- **Text excerpt**
=======
Reputation: 13
I have an interesting / frustrating problem for which I already have a solution - however it's slow and I'm not convinced is the best way of solving it.
I have two tables I wish to join. The first I'll refer to as [MobileNumber] and the Second [MobileInventory]. The table [MobileNumber] contains numbers in the format 7123456789. The table [MobileInventory] contains numbers that may be in any one of the following three formats - 7123456789, 07123456789, +447123456789. I need to join the two and the only common field is the mobile number.
The two issues are, within [MobileInventory] I can't guarantee the format (export of external system) and the numbers in both tables are from multiple countries with different length country codes (+1, +44, +852) and within [MobileNumber] I have no way of telling which country a number is from. This makes it very hard just to remove the first x characters from [MobileInventory] or do a replace on any known country code (risky!) and have done with.
My solution (working):
SELECT *
FROM [MobileNumber]
LEFT OUTER JOIN [MobileInventory]
ON CHARINDEX(REVERSE([MobileNumber].[Number]), REVERSE([MobileInventory]),1) = 1
With both numbers reversed its easy to see if you get the position of [MobileNumber].[Number] in [MobileInventory].[Mobile] and if the result is 1 - it's a match.
=======
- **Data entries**
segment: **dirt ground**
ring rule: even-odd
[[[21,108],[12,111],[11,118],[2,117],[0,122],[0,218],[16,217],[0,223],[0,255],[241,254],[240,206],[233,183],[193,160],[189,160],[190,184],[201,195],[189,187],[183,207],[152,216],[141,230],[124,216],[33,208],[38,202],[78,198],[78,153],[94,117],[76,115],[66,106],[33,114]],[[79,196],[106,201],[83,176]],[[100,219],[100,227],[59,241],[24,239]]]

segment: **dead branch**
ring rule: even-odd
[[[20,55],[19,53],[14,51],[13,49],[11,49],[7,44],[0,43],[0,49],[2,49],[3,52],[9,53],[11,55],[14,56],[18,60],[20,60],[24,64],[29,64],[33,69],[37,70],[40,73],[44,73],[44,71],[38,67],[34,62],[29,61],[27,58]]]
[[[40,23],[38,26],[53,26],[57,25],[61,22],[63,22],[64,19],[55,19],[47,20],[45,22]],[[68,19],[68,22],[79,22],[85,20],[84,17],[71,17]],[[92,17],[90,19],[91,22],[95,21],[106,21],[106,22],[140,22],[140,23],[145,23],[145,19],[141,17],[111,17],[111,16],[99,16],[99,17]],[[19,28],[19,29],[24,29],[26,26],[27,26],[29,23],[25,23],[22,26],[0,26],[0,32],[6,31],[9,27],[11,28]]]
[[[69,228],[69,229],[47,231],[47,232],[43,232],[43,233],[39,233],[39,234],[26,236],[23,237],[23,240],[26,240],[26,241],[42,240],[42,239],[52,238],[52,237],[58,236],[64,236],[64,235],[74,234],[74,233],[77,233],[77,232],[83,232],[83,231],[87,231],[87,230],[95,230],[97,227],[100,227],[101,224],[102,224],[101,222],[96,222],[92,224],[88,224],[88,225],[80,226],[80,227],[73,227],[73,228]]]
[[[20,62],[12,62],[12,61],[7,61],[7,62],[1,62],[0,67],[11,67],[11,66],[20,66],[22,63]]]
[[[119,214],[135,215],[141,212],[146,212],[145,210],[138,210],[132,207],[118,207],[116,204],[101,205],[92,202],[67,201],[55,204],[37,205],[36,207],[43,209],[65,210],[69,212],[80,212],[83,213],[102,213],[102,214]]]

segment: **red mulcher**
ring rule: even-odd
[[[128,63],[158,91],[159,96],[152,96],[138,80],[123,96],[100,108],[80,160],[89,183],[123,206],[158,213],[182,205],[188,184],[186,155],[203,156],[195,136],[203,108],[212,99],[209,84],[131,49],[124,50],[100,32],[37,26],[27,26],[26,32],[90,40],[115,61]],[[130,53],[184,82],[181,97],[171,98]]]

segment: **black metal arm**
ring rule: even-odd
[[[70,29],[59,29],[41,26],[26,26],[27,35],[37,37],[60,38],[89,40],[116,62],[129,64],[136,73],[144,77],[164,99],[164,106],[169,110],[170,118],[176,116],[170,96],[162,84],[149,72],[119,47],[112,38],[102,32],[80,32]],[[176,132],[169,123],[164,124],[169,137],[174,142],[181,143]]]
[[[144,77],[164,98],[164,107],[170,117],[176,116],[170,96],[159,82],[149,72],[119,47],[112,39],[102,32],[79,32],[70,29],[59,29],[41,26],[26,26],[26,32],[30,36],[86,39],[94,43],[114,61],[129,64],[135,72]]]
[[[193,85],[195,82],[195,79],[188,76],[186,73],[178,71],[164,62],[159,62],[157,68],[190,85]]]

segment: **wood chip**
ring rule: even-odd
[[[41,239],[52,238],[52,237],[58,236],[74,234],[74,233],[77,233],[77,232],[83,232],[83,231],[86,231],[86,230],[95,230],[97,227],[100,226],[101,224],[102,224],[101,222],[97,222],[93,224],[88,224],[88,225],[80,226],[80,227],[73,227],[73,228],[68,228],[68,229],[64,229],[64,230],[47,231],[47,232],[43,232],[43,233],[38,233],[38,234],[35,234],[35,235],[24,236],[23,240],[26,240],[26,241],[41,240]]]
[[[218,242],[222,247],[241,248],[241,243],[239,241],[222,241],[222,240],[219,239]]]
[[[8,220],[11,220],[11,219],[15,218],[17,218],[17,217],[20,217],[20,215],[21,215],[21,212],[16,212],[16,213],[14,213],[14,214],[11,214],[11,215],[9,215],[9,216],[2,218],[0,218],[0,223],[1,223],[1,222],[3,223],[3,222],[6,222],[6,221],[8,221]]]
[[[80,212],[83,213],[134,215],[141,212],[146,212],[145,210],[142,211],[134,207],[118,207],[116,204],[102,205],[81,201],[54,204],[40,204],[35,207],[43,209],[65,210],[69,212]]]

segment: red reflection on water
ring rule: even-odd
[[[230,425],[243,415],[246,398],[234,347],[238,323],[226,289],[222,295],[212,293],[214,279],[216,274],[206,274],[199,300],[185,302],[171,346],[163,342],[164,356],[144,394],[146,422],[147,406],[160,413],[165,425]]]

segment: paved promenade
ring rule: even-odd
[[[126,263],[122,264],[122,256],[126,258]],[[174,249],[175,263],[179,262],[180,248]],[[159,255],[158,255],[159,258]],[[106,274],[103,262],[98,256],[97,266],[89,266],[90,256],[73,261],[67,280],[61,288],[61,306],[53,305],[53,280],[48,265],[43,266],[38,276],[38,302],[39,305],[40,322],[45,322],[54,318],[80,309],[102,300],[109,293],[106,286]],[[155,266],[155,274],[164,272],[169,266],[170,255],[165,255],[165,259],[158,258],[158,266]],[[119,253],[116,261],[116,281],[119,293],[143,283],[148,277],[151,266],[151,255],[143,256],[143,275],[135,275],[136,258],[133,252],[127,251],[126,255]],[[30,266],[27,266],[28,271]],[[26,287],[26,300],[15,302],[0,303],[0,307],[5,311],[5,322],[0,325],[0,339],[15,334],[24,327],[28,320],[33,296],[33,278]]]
=======
- **The exercise**
Write the next part of the forum post about joining two tables on mobile numbers, beginning right after its final sentence. The rows above are not required for this work.

- **The reply**
9876543217
98765432170
987654321744+
98765432174400
This works, and I get a very good match result - however, its SO SLOW! I have c.50k numbers in [MobileNumber] and c.20k in [MobileInventory].
Next thing to try is (as I'm using the result in the above in a MERGE in a Stored Procedure) to take a GUID from [MobileInvetory] and store in [MobileNumber] for later view joins, so I could achieve this using a cursor in a cursor to make the comparison but I'm not convinced that will be any quicker.
I have checked similar questions and the problems solved seem to be with separators, or consistent country codes which don't apply to my issue.
The above is automated via a scheduled task, so I could just kick it off earlier in the day, but that doesn't seem right somehow!
Upvotes: 1
Views: 811
Reputation: 3585
There are several ways you can do this. Using just code here are 2 alternatives.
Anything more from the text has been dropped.